Just wondering the following:
print [()] == list(tuple()) # prints False
The first is a list containing an empty tuple, the second is an empty list.
Why this code prints False instead of True (same result in python 2 and 3)?
Thanks in advance!
You compared a list with one element (an empty tuple) with an empty list. list(tuple()) does not do what you think it does.
That's because list(object) does not produce a list with that one object as an element. list() converts the object, which must be iterable, to a list. It copies the elements out of the object:
>>> dictionary = {'foo': 'bar'}
>>> list(dictionary) # iteration over a dictionary produces keys
['foo']
You gave it an empty tuple, so the result is an empty list:
>>> empty = ()
>>> list(empty)
[]
tuple() does the same thing, by the way. And both list() and tuple() without an argument produce an empty object.
Related
How can I create a tuple consisting of just an empty tuple, i.e. (())? I have tried tuple(tuple()), tuple(tuple(tuple())), tuple([]) and tuple(tuple([])) which all gave me ().
The reason that I use such a thing is as follows: Assume you have n bags with m items. To represent a list of items in a bag, I use a tuple of length n where each element of that tuple is a representative for a bag. A bag might be empty, which is labeled by (). Now, at some initial point, I have just one bag with empty items!
The empty tuple is () (or the more-verbose and slower tuple()), and a tuple with just one item (such as the integer 1), called a singleton (see here and here) is (1,). Therefore, the tuple containing only the empty tuple is
((),)
Here are some results showing that works:
>>> a=((),)
>>> type(a)
<type 'tuple'>
>>> len(a)
1
>>> a[0]
()
>>> type(a[0])
<type 'tuple'>
>>> len(a[0])
0
I'm not surprised this (()) didn't work, since the outer parentheses get interpreted as that - parentheses. So (()) == (), just like (2) == 2. This should work, however:
((),)
An empty tuple:
my_tuple = ()
A tuple with 1 string:
my_tuple = ('foo',)
A tuple with 2 strings:
my_tuple = ('foo', 'bar')
A tuple with 1 empty tuple:
my_tuple = ((),)
A tuple with 2 empty tuples:
my_tuple = ((), ())
in Python 2, tuple() is the only genuine empty tuple, but (), and ((),) create a tuple of length 1 that contains a tuple of length 0 - but not a tuple of length zero itself.
If you want an answer to "how do I create an empty (or zero length) tuple.... I found this post with the search "how to create an empty tuple", then realized this was not the same question, but could be mistaken for that question (as the search does), so I though I would provide the answer to :
How do you simply create an empty tuple?
the original question could mislead you, as the original answers are almost good enough as an empty tuple, but do fail one test.
(), will create an 'empty' tuple as suggested in previous answers with ((),) which will also work, as will ((( ((( (),))) ))) in fact you can use any number of outer brackets you choose, they just work as brackets. However, python, when printing a tuple, does add one set of outer brackets.

#### RECORDS

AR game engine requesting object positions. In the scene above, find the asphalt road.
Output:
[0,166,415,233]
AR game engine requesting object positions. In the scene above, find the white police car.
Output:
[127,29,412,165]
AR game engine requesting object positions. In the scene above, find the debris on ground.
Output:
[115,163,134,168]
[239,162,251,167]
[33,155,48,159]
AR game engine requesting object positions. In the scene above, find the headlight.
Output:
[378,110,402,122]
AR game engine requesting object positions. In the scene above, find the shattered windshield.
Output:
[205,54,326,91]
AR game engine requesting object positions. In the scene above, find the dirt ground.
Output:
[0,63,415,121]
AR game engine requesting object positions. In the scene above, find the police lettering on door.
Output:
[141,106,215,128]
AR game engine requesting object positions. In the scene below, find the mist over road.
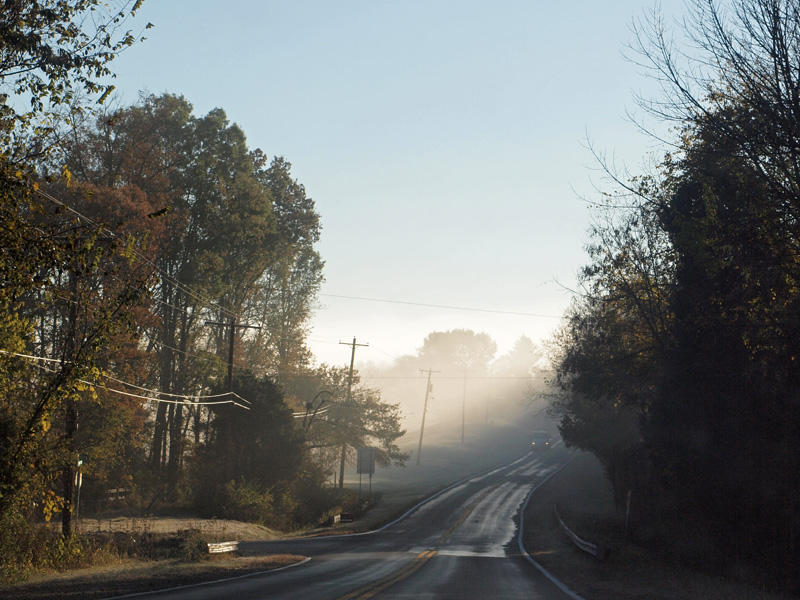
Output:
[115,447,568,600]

---

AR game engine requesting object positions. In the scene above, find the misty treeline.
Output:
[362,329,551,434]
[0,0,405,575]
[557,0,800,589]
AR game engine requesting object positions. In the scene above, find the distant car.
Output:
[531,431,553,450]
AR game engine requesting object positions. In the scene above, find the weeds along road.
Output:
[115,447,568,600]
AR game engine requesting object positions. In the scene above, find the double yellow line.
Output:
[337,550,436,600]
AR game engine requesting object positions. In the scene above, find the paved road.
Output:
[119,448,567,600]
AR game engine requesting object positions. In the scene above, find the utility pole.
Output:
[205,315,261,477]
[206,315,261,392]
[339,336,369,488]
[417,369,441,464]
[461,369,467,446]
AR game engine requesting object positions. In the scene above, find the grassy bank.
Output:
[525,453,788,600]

---

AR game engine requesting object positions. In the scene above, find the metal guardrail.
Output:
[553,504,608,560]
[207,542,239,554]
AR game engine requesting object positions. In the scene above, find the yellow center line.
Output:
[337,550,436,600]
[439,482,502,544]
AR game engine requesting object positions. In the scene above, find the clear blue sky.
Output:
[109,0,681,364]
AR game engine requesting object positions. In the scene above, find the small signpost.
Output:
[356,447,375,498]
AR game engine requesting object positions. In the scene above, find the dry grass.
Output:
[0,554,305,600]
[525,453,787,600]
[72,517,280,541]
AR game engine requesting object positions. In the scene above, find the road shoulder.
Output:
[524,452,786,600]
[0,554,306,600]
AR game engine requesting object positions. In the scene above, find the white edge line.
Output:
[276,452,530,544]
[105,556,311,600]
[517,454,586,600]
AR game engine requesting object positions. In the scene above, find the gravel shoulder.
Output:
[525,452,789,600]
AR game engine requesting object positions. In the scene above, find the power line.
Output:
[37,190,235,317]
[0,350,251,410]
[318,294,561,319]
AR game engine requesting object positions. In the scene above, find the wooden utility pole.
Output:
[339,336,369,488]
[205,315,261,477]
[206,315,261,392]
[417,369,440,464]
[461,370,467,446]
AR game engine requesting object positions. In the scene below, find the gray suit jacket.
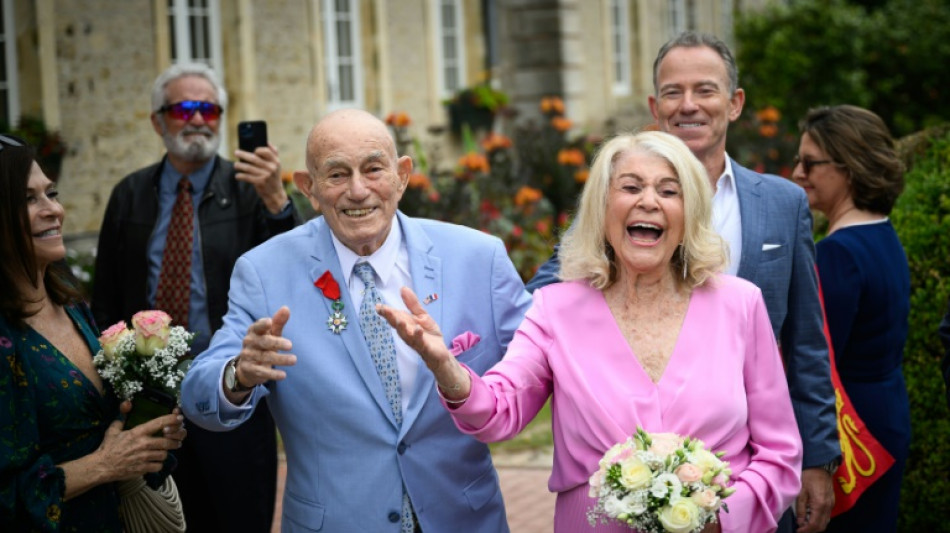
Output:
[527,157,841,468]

#### TASKS
(1) In the Python tuple thread, how is a tuple holding only an empty tuple written?
(2) Please restate the stretch of the Python tuple thread from "Thanks in advance!" through "an empty object.", substituting "blank list" for "empty list".

#### TASK SOLUTIONS
(1) ((),)

(2)
Thanks in advance!
You compared a list with one element (an empty tuple) with an blank list. list(tuple()) does not do what you think it does.
That's because list(object) does not produce a list with that one object as an element. list() converts the object, which must be iterable, to a list. It copies the elements out of the object:
>>> dictionary = {'foo': 'bar'}
>>> list(dictionary) # iteration over a dictionary produces keys
['foo']
You gave it an empty tuple, so the result is an blank list:
>>> empty = ()
>>> list(empty)
[]
tuple() does the same thing, by the way. And both list() and tuple() without an argument produce an empty object.